[start of SOURCE EXCERPT]
There are no excuses to be found here. Utah was on the second night of a back-to-back. Minnesota had two days of rest. Minnesota had a double-digit lead. And the Wolves still managed to get outscored by 17 in the fourth quarter. That fourth quarter wasn’t just bad basketball. It was disinterested basketball. The kind that makes fans start doing the math on how much time they’ve donated emotionally to this franchise and whether it’s all been a tax write-off.
And the part that makes it sting is the context. The Texas losses? You can at least explain those. Houston was without Anthony Edwards, and Minnesota still had a chance to win before the free-throw line turned into a slapstick comedy routine. San Antonio came without Rudy Gobert and somehow featured a 48-point second quarter, and even then, the Wolves still crawled back and made it a game. Those were painful. But they were at least defensible on the injury report.
Utah isn’t defensible. Utah is a team lined up for the sixth pick in the draft. Utah is the team you beat by 40 when you’re serious. And yet Minnesota let a second 40-piece quarter get dropped on them in two games, melted down late, and walked to the locker room in search of some Benadryl for their defense allergy.
[end of SOURCE EXCERPT]
# EXERCISES TO COMPLETE
a - Show each line of the records that contains the word "showroom".
b - Proceed with the commentary on Minnesota's fourth-quarter collapse against Utah, picking up right after its final sentence.
[start of INFORMATION SHOWN]
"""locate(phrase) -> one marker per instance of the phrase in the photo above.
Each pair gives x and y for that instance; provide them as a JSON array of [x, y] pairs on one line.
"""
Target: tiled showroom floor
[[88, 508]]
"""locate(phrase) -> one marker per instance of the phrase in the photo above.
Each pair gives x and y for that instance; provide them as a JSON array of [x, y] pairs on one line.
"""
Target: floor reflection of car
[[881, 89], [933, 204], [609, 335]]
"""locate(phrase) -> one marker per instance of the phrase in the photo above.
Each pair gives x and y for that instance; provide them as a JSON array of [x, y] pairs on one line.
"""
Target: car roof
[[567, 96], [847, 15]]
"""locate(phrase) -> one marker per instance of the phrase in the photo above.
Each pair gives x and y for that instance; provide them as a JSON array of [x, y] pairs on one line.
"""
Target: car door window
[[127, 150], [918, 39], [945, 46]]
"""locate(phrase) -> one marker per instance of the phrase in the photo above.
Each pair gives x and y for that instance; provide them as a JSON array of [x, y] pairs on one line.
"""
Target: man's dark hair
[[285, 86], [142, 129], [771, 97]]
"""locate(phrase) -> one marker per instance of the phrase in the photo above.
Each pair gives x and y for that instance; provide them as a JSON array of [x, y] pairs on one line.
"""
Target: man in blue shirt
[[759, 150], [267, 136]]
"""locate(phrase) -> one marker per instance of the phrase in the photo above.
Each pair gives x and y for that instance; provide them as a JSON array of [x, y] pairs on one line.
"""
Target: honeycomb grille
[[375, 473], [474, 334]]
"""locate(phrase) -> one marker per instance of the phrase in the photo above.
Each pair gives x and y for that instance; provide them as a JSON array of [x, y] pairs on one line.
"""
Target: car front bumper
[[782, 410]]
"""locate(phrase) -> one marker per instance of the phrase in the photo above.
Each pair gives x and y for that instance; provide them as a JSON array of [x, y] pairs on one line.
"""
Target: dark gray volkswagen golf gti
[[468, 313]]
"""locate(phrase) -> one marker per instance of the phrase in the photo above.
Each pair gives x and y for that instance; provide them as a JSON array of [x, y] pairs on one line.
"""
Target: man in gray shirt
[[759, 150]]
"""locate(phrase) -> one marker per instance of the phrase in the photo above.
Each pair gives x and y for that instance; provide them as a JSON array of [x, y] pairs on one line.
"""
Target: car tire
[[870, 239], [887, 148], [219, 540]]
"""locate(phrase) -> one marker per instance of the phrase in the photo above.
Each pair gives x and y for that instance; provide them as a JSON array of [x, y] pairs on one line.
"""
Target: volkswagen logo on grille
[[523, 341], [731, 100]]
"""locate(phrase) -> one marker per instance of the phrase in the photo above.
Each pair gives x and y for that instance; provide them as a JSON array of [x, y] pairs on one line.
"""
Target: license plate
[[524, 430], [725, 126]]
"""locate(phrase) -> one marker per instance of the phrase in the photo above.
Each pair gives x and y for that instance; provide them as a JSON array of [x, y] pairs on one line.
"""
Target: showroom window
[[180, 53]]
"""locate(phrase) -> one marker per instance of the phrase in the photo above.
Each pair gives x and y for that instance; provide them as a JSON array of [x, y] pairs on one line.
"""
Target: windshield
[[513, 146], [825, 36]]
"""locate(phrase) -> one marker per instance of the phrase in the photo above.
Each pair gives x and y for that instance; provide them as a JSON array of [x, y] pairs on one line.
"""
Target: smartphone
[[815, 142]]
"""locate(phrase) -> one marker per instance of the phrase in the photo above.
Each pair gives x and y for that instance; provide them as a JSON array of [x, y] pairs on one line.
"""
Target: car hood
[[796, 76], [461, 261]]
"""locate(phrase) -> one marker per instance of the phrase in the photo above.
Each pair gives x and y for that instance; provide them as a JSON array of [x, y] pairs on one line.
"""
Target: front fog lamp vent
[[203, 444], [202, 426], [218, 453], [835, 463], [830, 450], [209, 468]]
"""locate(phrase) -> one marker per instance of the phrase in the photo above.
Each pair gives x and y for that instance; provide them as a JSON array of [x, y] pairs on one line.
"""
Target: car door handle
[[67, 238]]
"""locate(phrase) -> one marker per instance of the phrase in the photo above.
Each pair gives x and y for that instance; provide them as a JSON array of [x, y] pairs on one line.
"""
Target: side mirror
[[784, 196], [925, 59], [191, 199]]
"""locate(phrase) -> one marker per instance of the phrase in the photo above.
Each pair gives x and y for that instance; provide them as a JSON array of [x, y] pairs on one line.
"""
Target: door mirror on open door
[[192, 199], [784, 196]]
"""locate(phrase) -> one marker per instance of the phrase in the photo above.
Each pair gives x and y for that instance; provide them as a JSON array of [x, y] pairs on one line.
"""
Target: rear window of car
[end of INFORMATION SHOWN]
# RESULTS OF THE TASKS
a -
Target: tiled showroom floor
Target: showroom window

b -
Now the standings do the thing they always do: they strip the narrative down to the numbers and laugh at your feelings. The Wolves are sitting in the seventh seed. All that early-January glow? The “we’re back” headlines? The OKC win? The Spurs comeback? Great memories. Would make a hell of a montage. But if the season ended today, you’re in the play-in. And the cruelest part is the West is still so tight that you’re also only three games behind the Spurs and the two seed. So yes, there’s still hope. But you know what else there is? A really clear paper trail of games the Wolves didn’t take seriously enough, and those games always come back to haunt you in April.
This is how it happens. Not in one dramatic collapse, but in a bunch of smaller ones you try to rationalize at the time. It’s the late-December no-show against Brooklyn at Target Center when you could’ve sent the fans home for the holidays happy and just… didn’t. It’s the Atlanta dud to close out 2025. It’s the Phoenix and Sacramento meltdowns that turn wins into stomach punches. And then it’s a Tuesday night in Utah where you have rest, you have a lead, and you decide that defense is optional. Those are the nights that don’t feel catastrophic in the moment… until you’re in the 4/5 bracket staring at OKC in the second round, or you’re a half-game short of home court, or — worst-case — you’re sweating a play-in game because you couldn’t be bothered to lock in against the Jazz.
So now it’s reset time. Mirror time. “What kind of team are we?” time. Because you don’t get to talk about title aspirations if you can’t handle the boring stuff. If you can’t handle January grind games. If you can’t handle the teams you’re supposed to beat.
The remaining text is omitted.